(Stored records)
◇ ◇ ◇

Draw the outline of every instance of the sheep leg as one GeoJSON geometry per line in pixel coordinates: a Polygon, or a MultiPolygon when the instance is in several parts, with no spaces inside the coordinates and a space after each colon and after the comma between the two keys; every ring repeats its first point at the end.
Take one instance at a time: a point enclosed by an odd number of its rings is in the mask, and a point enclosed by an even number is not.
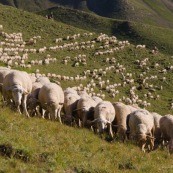
{"type": "Polygon", "coordinates": [[[62,121],[61,121],[61,108],[59,108],[59,109],[57,109],[56,110],[56,117],[55,117],[55,119],[57,119],[57,116],[58,116],[58,121],[62,124],[62,121]]]}
{"type": "Polygon", "coordinates": [[[45,119],[46,110],[42,108],[42,118],[45,119]]]}
{"type": "Polygon", "coordinates": [[[82,127],[82,123],[81,123],[81,120],[80,119],[78,120],[78,126],[79,127],[82,127]]]}
{"type": "Polygon", "coordinates": [[[83,115],[82,115],[82,127],[85,127],[86,121],[87,121],[86,111],[83,111],[83,115]]]}
{"type": "Polygon", "coordinates": [[[17,112],[19,112],[19,114],[22,114],[22,112],[20,110],[20,105],[17,106],[17,112]]]}
{"type": "Polygon", "coordinates": [[[108,129],[109,129],[109,134],[110,134],[111,138],[113,139],[114,135],[113,135],[112,125],[111,124],[108,124],[108,129]]]}
{"type": "MultiPolygon", "coordinates": [[[[28,111],[27,111],[27,107],[26,107],[26,100],[27,100],[27,95],[23,95],[23,97],[22,97],[23,111],[24,111],[24,114],[25,114],[27,117],[30,117],[29,114],[28,114],[28,111]]],[[[20,108],[19,108],[19,109],[20,109],[20,108]]]]}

◇ ◇ ◇

• Task objective:
Only the entries themselves should be output, word for word, with all pictures omitted.

• Task response:
Draw the outline of every instance of the sheep leg as one GeoJSON geometry per line in pixel coordinates: a Polygon, or a MultiPolygon when the instance is in several parts, with no spaces inside the coordinates and a space after each colon and after the comma between the two keys; every ring repeats its first point at the end.
Take one instance at a time: a point enclosed by an odd number of its rings is in the mask, and a point enclosed by an even number is not.
{"type": "Polygon", "coordinates": [[[62,121],[61,121],[61,108],[59,108],[59,109],[57,109],[56,110],[56,117],[55,117],[55,119],[57,119],[57,116],[58,116],[58,121],[62,124],[62,121]]]}
{"type": "Polygon", "coordinates": [[[45,119],[46,110],[42,108],[42,118],[45,119]]]}
{"type": "Polygon", "coordinates": [[[82,127],[82,123],[81,123],[81,120],[80,119],[78,120],[78,126],[79,127],[82,127]]]}
{"type": "Polygon", "coordinates": [[[83,115],[82,115],[82,127],[85,127],[86,121],[87,121],[86,111],[83,111],[83,115]]]}
{"type": "Polygon", "coordinates": [[[17,112],[19,112],[19,114],[22,114],[22,112],[20,110],[20,105],[17,106],[17,112]]]}
{"type": "Polygon", "coordinates": [[[108,129],[109,129],[109,134],[110,134],[111,138],[113,139],[114,135],[113,135],[112,125],[111,124],[108,124],[108,129]]]}
{"type": "MultiPolygon", "coordinates": [[[[28,111],[27,111],[27,107],[26,107],[26,100],[27,100],[27,95],[23,95],[23,97],[22,97],[23,111],[24,111],[24,114],[25,114],[27,117],[30,117],[29,114],[28,114],[28,111]]],[[[20,108],[19,108],[19,109],[20,109],[20,108]]]]}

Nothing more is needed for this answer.